:: What needs to be done ::
In the entries below, find every line holding the string "return" and collect it.

------ Data for this task ------

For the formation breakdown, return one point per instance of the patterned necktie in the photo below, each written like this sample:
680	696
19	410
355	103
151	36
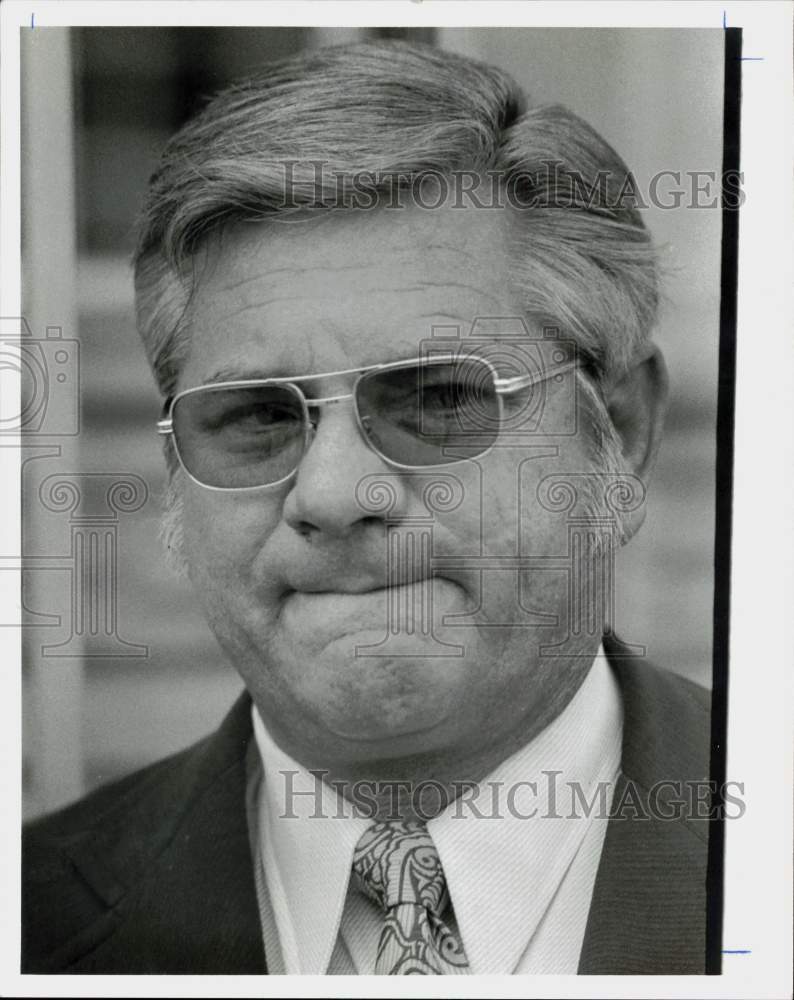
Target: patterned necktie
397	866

------
------ Data for this task ------

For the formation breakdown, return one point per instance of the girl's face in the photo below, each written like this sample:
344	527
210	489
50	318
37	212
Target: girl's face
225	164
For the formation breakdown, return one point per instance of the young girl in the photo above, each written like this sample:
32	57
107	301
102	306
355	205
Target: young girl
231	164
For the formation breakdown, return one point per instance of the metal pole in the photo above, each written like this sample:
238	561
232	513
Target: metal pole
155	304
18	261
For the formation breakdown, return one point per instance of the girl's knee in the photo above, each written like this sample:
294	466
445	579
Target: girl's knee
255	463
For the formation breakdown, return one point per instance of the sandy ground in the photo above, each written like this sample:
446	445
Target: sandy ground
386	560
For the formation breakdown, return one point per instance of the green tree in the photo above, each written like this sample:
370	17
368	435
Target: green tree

------

:: Response to this exercise ::
For the formation breakdown, return one point per instance of the patterned necktie in the photo below, each written like this sample:
For the formation breakdown, return one point per instance of the girl's face in the photo below, each written like this sample:
For the formation breakdown, return one point per instance of the young girl in the photo above, each written like this sample:
For the formation breakdown, return one point per instance of the metal pole in the photo above, each written like this sample:
For the formation breakdown, return one point per instance of the girl's knee in the photo above, each written like this sample:
For the formation breakdown, return one point per instance of the sandy ground in the photo above, each written like this sample:
For the formation breakdown, return one point per instance of the green tree in the photo above, each written like this sample:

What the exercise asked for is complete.